Coordinate annotation entries
Start

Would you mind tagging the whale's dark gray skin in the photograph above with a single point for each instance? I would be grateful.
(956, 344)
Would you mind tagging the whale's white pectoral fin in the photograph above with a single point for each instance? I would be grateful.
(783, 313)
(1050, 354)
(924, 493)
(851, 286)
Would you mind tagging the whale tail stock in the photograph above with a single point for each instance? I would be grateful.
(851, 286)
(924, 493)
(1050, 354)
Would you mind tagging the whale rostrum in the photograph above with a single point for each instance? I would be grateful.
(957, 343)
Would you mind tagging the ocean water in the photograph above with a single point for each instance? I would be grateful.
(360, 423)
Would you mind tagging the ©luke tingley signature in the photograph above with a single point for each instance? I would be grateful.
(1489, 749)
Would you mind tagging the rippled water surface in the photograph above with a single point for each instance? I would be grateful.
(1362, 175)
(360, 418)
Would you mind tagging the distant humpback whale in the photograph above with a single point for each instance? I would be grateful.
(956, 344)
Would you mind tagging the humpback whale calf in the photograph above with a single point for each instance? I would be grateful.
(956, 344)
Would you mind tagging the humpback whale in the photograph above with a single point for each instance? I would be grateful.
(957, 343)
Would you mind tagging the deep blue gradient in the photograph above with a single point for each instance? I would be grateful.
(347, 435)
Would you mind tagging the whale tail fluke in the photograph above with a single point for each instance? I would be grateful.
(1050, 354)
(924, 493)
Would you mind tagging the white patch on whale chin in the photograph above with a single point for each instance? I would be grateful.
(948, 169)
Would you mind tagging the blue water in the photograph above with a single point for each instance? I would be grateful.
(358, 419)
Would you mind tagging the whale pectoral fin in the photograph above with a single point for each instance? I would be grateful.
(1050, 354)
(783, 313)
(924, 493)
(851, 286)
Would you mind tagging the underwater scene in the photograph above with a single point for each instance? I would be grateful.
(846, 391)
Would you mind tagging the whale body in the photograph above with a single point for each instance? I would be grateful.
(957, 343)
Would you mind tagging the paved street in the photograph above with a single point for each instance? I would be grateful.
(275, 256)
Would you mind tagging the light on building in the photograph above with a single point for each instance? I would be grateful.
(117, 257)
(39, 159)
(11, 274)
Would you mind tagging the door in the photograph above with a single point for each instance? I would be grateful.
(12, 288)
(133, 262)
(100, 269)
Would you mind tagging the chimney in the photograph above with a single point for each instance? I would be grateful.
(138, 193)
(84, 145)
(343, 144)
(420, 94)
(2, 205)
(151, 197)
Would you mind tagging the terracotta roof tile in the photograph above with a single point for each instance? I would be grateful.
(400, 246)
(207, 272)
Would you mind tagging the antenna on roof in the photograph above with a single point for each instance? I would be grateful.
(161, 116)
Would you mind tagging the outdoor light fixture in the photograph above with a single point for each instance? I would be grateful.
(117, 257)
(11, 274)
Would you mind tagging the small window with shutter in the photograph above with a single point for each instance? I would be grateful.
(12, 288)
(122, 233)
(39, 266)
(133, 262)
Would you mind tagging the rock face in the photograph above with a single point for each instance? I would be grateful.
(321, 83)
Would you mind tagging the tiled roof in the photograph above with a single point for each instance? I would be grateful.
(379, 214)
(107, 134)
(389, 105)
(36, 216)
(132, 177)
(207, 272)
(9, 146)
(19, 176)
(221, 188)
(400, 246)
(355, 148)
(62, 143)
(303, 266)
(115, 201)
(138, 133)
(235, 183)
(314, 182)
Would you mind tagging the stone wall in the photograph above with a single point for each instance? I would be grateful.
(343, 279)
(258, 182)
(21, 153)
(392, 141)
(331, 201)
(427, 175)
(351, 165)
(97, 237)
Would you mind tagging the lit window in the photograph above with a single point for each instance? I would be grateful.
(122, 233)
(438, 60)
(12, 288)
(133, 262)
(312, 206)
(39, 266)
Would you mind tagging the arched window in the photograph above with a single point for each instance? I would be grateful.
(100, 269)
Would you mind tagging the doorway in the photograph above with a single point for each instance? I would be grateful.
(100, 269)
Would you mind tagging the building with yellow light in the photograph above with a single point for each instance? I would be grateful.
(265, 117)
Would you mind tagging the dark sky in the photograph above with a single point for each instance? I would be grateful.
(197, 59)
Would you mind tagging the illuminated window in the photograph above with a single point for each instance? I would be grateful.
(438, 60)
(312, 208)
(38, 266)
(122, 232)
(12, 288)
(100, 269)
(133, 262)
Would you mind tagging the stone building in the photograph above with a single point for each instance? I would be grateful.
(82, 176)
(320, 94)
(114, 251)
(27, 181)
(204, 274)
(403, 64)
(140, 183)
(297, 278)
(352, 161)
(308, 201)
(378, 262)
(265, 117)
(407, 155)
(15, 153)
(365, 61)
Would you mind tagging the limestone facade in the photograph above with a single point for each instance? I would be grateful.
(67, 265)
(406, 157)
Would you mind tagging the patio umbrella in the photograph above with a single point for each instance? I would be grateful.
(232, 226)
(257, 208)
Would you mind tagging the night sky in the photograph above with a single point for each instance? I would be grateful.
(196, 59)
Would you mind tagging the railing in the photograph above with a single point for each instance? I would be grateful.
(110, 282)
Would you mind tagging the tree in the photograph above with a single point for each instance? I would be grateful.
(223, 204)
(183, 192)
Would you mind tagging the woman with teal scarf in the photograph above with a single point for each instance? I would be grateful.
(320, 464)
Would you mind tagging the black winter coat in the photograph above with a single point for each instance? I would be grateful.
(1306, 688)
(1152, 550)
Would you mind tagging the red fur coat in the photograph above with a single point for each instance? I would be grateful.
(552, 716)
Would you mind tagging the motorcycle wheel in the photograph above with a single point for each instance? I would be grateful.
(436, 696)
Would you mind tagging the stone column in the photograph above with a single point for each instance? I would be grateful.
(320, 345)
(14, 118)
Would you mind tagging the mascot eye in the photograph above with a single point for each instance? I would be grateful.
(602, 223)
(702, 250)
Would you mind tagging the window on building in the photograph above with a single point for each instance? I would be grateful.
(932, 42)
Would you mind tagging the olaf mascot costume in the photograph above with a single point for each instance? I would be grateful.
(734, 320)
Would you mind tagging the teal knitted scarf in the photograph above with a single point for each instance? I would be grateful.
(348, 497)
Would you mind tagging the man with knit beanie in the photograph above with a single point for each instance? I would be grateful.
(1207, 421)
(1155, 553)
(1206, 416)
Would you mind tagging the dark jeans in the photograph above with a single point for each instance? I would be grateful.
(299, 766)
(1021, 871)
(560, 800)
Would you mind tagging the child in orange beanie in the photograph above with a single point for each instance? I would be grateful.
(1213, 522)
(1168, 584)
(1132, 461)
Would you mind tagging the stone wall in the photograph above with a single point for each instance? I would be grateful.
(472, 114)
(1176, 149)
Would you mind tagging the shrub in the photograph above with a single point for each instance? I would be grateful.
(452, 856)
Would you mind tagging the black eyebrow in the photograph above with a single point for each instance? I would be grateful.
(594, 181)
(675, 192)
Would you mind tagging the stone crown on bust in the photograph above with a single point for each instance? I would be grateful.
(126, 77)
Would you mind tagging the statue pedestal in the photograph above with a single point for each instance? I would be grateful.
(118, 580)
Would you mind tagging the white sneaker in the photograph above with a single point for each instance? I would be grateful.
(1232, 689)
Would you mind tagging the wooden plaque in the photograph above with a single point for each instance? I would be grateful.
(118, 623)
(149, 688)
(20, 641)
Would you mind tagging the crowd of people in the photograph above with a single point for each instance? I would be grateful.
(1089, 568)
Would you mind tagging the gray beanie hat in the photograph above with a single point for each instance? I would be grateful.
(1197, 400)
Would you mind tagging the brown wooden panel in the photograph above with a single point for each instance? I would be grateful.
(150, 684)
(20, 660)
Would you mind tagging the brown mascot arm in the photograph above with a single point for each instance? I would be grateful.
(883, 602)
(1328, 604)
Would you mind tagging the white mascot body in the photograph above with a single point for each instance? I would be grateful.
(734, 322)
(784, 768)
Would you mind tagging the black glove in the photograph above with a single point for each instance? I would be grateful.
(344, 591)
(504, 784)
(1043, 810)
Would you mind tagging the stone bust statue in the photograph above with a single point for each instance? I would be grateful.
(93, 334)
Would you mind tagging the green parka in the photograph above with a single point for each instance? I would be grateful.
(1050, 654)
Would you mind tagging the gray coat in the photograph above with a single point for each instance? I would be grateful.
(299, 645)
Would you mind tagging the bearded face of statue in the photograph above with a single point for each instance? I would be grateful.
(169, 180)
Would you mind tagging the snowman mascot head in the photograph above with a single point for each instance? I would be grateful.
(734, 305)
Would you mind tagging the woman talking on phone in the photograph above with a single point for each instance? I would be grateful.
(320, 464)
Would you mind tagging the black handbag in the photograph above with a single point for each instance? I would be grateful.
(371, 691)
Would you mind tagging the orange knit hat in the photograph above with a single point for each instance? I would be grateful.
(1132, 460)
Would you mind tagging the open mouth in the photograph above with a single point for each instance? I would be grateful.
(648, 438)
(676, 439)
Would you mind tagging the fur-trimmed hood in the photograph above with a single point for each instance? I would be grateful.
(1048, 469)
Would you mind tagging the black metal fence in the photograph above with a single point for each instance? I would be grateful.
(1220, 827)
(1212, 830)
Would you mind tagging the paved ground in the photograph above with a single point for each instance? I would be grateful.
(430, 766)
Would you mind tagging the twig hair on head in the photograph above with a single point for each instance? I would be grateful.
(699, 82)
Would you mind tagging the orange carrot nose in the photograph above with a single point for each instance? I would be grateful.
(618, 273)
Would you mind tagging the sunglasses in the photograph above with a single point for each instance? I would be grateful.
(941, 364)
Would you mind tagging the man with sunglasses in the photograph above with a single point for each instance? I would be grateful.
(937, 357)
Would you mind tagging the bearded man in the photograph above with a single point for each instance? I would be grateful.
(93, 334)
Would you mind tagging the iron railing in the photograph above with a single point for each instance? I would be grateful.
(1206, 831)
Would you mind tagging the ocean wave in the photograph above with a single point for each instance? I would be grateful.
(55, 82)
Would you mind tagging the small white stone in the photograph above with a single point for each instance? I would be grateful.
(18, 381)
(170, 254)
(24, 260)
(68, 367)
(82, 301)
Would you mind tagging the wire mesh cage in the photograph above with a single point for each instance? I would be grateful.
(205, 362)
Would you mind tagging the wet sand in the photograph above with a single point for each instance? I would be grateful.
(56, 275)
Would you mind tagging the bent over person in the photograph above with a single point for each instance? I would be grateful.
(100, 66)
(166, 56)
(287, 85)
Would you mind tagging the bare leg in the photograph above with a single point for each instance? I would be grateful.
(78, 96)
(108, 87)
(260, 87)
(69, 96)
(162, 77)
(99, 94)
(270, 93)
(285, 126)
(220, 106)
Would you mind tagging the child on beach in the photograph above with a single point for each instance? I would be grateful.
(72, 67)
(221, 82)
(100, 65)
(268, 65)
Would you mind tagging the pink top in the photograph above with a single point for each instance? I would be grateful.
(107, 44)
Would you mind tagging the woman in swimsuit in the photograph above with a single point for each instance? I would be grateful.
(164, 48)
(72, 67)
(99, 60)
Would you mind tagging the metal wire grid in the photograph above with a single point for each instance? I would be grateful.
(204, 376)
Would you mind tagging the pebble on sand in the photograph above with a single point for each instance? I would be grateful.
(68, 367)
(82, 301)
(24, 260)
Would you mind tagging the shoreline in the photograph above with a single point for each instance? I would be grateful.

End

What the task asks: Rewrite the stretch of the listing from the line containing "Would you mind tagging the brown wooden" through the line containing "(1328, 604)", putting "tan" wherever "brown" appears and keeping everything else the same.

Problem solution:
Would you mind tagging the tan wooden panel in the photograph above with a single point for each instance? I would be grateful.
(150, 684)
(20, 660)
Would you mind tagging the tan mascot arm in the photograph above with a single point for each instance? I would be grateful.
(883, 602)
(1328, 604)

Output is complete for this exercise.